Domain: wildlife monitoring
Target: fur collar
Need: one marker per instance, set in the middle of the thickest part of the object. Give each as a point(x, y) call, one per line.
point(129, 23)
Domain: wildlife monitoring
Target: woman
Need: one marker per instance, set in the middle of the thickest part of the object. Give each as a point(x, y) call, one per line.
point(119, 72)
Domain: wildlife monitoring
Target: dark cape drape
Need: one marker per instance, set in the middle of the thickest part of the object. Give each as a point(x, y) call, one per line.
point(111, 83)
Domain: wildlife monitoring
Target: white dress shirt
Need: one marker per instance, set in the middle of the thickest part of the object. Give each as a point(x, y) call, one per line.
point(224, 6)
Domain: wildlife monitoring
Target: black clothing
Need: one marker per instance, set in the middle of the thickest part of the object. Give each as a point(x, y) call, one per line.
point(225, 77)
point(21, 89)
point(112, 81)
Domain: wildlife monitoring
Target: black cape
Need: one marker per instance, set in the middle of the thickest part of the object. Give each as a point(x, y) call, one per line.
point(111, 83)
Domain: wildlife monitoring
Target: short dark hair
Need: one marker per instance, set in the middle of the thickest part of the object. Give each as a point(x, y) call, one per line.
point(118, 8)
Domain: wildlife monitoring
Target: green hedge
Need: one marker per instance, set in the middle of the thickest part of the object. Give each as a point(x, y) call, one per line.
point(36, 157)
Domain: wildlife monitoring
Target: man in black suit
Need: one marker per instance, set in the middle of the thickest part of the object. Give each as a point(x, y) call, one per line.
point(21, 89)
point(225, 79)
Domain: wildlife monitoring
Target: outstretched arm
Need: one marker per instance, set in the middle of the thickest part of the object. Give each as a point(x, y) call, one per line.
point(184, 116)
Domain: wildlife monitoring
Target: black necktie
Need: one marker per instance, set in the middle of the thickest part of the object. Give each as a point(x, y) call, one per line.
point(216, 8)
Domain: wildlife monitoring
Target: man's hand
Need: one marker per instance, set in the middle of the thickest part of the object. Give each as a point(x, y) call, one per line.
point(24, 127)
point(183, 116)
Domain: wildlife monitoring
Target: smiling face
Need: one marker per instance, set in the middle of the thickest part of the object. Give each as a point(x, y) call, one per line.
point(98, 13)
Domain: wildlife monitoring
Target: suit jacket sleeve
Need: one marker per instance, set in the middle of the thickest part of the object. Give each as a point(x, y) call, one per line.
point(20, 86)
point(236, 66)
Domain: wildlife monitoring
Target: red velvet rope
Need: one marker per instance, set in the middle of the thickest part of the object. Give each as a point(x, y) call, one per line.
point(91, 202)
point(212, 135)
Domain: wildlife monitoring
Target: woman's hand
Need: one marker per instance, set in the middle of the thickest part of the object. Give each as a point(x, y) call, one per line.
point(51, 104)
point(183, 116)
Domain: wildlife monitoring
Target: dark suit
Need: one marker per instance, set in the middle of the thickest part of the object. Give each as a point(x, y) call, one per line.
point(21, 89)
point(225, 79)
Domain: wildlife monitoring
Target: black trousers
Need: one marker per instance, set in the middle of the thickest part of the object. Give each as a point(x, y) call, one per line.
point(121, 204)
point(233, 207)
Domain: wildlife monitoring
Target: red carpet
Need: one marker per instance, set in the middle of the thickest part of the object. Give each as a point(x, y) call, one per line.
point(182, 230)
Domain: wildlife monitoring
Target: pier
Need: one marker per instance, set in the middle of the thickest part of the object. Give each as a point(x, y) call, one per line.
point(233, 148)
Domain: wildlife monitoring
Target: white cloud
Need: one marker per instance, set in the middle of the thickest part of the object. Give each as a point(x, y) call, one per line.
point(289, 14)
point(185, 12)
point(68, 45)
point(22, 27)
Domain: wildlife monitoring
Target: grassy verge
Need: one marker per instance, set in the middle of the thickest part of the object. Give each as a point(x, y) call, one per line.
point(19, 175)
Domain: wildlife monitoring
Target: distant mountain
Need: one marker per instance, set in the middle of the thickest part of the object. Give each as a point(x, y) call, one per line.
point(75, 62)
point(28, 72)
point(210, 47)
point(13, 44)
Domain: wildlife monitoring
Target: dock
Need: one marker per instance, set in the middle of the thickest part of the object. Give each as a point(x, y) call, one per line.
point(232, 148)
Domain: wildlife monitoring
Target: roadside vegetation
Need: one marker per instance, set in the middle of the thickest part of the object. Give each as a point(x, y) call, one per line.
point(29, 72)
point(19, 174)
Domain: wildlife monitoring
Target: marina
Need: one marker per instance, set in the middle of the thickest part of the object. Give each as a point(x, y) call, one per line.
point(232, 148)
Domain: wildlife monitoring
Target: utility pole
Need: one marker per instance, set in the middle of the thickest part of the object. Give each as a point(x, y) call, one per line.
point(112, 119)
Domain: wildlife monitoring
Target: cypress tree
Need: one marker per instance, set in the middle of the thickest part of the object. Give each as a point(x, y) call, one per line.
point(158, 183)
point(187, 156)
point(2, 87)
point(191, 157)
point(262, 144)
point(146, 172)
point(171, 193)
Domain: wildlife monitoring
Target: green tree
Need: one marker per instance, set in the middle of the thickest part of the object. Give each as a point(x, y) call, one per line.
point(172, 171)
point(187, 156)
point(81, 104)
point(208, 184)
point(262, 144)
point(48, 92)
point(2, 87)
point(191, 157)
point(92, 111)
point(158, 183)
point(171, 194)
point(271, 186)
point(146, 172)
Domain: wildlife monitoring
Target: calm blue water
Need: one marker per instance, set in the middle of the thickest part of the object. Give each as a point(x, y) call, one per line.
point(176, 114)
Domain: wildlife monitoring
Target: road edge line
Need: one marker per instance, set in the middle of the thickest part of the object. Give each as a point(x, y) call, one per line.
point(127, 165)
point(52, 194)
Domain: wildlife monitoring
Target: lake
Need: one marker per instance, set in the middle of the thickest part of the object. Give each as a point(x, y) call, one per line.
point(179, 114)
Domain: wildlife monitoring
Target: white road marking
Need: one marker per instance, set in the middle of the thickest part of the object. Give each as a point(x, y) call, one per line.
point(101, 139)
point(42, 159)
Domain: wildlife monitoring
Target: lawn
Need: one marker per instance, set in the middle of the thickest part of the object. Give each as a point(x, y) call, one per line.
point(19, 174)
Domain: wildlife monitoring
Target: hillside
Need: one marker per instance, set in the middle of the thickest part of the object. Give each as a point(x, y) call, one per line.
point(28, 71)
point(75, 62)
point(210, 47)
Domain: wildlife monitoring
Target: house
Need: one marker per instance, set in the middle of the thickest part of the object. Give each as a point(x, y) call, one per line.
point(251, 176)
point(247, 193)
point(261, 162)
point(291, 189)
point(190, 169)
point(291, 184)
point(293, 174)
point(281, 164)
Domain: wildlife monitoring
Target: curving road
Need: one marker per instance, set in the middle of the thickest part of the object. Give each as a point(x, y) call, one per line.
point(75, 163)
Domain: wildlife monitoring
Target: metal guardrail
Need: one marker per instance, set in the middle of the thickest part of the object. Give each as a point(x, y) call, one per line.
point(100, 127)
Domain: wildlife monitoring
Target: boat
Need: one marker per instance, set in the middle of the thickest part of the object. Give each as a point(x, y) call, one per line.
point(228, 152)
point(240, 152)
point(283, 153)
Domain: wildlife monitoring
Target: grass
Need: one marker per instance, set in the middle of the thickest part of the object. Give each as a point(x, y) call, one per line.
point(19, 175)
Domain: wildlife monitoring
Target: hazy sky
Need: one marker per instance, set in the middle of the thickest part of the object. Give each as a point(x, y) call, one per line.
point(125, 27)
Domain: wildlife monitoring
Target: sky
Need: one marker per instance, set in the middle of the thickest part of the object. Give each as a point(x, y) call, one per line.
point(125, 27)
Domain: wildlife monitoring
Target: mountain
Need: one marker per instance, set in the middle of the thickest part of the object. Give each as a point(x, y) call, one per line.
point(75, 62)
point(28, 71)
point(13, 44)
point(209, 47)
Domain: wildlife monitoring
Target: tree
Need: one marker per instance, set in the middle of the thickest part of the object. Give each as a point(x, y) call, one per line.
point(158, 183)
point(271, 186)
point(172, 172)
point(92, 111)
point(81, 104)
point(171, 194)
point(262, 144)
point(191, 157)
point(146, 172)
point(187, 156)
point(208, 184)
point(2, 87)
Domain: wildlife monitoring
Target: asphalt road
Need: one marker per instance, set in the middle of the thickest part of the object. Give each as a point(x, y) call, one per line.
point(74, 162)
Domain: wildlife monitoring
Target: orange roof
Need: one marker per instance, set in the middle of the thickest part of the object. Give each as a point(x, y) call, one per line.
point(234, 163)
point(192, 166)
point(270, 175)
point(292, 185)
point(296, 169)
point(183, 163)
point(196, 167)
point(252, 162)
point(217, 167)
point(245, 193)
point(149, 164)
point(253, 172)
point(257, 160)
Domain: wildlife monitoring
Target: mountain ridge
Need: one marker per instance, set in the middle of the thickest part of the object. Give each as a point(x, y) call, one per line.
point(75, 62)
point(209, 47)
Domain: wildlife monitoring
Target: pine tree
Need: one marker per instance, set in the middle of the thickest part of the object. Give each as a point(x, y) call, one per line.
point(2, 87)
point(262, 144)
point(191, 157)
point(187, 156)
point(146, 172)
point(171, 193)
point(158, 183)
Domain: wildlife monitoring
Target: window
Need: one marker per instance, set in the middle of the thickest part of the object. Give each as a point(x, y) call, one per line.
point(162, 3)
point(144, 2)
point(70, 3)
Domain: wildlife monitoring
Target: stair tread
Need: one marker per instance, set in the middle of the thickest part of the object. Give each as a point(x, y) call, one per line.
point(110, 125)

Task prompt. Pick out every line above that contains the word "hand" and copy each one in full. Capital and small letters must match.

Task result.
Target: man's hand
Target: woman's hand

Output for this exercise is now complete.